• _WHAT IS EXPECTED_
Word for word, copy the records that follow.

• _RECORD SET_
_ _ _

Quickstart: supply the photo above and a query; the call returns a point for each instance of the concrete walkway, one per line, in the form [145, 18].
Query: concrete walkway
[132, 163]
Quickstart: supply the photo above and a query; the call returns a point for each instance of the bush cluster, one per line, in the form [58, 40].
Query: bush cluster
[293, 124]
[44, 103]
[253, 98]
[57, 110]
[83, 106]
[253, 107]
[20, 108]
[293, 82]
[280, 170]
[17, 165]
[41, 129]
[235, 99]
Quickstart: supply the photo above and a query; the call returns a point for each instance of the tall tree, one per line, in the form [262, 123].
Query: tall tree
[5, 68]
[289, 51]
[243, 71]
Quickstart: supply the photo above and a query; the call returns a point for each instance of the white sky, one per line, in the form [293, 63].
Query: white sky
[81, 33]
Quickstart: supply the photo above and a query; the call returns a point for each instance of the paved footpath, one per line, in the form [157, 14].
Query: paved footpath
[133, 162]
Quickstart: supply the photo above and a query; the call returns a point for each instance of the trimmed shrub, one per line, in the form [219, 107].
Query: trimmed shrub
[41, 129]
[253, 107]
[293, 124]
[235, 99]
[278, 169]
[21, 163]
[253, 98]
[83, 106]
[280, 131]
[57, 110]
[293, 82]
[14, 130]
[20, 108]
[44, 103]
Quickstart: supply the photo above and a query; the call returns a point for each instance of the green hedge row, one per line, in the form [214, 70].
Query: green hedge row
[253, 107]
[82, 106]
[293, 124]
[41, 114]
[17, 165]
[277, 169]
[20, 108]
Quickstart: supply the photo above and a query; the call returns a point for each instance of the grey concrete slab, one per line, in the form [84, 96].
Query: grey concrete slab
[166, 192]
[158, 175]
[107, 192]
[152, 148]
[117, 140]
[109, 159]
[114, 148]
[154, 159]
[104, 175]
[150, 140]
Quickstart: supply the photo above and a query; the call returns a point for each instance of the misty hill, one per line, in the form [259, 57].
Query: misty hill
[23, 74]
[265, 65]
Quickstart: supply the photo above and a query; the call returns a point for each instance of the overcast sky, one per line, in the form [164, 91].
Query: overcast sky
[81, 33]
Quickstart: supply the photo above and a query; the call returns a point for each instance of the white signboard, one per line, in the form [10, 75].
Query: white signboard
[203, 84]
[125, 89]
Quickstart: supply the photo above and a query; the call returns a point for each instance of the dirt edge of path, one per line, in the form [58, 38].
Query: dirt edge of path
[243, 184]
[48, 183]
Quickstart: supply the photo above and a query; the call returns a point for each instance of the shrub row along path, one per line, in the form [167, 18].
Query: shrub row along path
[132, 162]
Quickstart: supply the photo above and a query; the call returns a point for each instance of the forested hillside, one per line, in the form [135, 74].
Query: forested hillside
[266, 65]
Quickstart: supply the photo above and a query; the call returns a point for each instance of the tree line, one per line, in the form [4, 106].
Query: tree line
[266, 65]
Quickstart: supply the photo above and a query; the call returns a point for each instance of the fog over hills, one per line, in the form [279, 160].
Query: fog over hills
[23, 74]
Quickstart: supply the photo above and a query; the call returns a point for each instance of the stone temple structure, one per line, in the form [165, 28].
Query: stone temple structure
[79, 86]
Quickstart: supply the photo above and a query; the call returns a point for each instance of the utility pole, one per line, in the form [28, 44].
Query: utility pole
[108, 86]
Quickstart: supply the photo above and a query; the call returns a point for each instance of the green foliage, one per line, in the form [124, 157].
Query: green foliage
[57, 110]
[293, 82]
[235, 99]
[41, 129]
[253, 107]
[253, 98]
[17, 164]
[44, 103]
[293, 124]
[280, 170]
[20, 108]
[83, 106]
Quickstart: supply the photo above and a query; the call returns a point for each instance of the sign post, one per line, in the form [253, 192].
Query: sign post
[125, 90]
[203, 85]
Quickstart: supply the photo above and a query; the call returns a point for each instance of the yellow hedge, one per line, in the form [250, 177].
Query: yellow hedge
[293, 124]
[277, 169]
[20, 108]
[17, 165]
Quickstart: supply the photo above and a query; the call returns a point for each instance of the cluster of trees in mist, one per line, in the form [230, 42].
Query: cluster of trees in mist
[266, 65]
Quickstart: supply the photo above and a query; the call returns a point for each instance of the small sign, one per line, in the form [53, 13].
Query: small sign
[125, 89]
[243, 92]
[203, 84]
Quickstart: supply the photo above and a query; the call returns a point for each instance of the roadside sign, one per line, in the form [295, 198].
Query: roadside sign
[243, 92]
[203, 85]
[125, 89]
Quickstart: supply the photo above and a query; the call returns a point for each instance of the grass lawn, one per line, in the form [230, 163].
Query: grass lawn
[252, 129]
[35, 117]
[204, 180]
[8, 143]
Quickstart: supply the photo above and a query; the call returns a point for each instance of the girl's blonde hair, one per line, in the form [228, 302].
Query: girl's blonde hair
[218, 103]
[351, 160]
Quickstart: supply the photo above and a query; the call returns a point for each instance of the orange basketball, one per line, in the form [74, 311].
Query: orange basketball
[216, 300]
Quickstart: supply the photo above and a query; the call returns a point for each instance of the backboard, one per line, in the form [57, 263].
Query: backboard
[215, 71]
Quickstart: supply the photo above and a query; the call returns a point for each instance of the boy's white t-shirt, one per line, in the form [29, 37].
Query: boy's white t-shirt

_ _ _

• _RESPONSE AREA_
Quickstart: supply the photo above and a query; the call returns a point for each instance of the concrete walkway, one per line, in the form [145, 18].
Query: concrete walkway
[132, 163]
Quickstart: supply the photo above and a query; the call returns a point for each instance of the bush cluster, one per line, in the form [58, 40].
Query: bush cluster
[293, 124]
[44, 103]
[253, 98]
[57, 110]
[83, 106]
[253, 107]
[20, 108]
[293, 82]
[280, 170]
[17, 165]
[41, 129]
[235, 99]
Quickstart: supply the photo above and a query; the call returns a point for each instance of the tall tree, one per line, in the form [262, 123].
Query: tall tree
[5, 68]
[289, 51]
[243, 71]
Quickstart: supply the photo above and a query; the call returns a point for each instance of the white sky, one per line, in the form [293, 63].
Query: white sky
[81, 33]
Quickstart: supply the photo above and a query; the call returns a point for each instance of the paved footpath, one per line, in the form [157, 14].
Query: paved footpath
[133, 162]
Quickstart: supply the photo above and a query; the call returns a point for each instance of the trimmed shrub, one per line, in the form [219, 107].
Query: trimmed shrub
[41, 129]
[253, 107]
[293, 124]
[235, 99]
[278, 169]
[21, 163]
[253, 98]
[83, 106]
[280, 131]
[57, 110]
[293, 82]
[14, 130]
[20, 108]
[44, 103]
Quickstart: supply the photo above and a query; the call returns a point for each instance of the green hedge row, one per line, in the form [214, 70].
Query: green hedge row
[253, 107]
[82, 106]
[293, 124]
[41, 114]
[17, 165]
[277, 169]
[20, 108]
Quickstart: supply the photo above and a query; the call returns a point for each instance of the grey concrete slab, one per line, in the form [84, 96].
Query: grey concrete slab
[166, 192]
[158, 175]
[107, 192]
[152, 148]
[117, 140]
[109, 159]
[114, 148]
[154, 159]
[104, 175]
[150, 140]
Quickstart: supply the photo above and a query; the call returns a point for each instance of the misty hill, one per line, in the form [259, 57].
Query: misty hill
[23, 74]
[265, 65]
Quickstart: supply the photo above and a query; the call returns a point for each instance of the overcast sky, one per line, in the form [164, 91].
Query: overcast sky
[81, 33]
Quickstart: supply the photo above and a query; the call returns a point for each instance of the white signboard, one per line, in the form [10, 75].
Query: white signboard
[203, 84]
[125, 89]
Quickstart: supply the photo above and a query; the call returns a point for each instance of the dirt edge of path, one per line, in the form [58, 38].
Query: dirt edge of path
[243, 184]
[48, 183]
Quickstart: supply the photo above and a query; the call returns a point for each instance of the shrub row along path, one per line, in the form [167, 18].
Query: shrub row along path
[132, 162]
Quickstart: supply the photo above and a query; the call returns a point for each instance of the forested hillside, one per line, in the form [135, 74].
Query: forested hillside
[266, 65]
Quickstart: supply the photo above and a query; the call returns a point for each instance of the tree line, one per line, in the form [4, 106].
Query: tree line
[266, 65]
Quickstart: supply the photo above and a query; the call returns a point for each instance of the fog over hills, one per line, in the form [279, 160].
Query: fog over hills
[23, 74]
Quickstart: supply the photo above and a query; the call returns a point for each instance of the stone temple structure, one per line, in the form [165, 28].
Query: stone temple structure
[79, 86]
Quickstart: supply the photo above and a query; the call returns a point for each instance of the utility pole, one per line, in the form [28, 44].
Query: utility pole
[108, 86]
Quickstart: supply the photo above and a query; the call returns a point for each instance of the green foliage, one per line, in the form [124, 157].
Query: green foliage
[57, 110]
[293, 82]
[235, 99]
[41, 129]
[253, 107]
[253, 98]
[17, 164]
[44, 103]
[293, 124]
[280, 170]
[20, 108]
[83, 106]
Quickstart: supply the photo above and a query; the call returns a point for each instance of the sign post, one per line, in the form [253, 192].
Query: sign post
[125, 90]
[203, 85]
Quickstart: supply the photo above and a query; the call returns a point for each instance of the yellow hedge, one per line, in the form [250, 177].
Query: yellow hedge
[293, 124]
[277, 169]
[20, 108]
[17, 165]
Quickstart: supply the photo above and a query; the call returns a point for each instance of the cluster of trees in mist, one per line, in the form [230, 42].
Query: cluster of trees in mist
[266, 65]
Quickstart: supply the photo above and a query; the call returns a point for each instance of the small sign, one per line, in the form [53, 13].
Query: small sign
[125, 89]
[243, 92]
[203, 84]
Quickstart: supply the photo above and a query; the call returns a point for each instance of the roadside sign, one per line, in the form [295, 198].
Query: roadside sign
[243, 92]
[203, 85]
[125, 89]
Quickstart: supply the photo above and a query; the call returns a point for each instance of the grass lawn, one per line, in the form [230, 163].
Query: grass lawn
[252, 129]
[35, 117]
[204, 180]
[8, 143]
Quickstart: supply the photo above and a query; the call returns a point for each instance of the girl's blonde hair, one per line, in the form [228, 302].
Query: girl's blonde hair
[218, 103]
[351, 160]
Quickstart: supply the photo above and a query; the call returns a point for each instance of the orange basketball, one per line, in the form [74, 311].
Query: orange basketball
[216, 300]
Quickstart: supply the photo above and a query; the call returns a point for each instance of the backboard, one per line, in the form [57, 263].
Query: backboard
[215, 71]
Quickstart: supply the photo above and a query; the call returns a point for each instance of the boy's white t-shirt, one per line, in the form [29, 37].
Query: boy's white t-shirt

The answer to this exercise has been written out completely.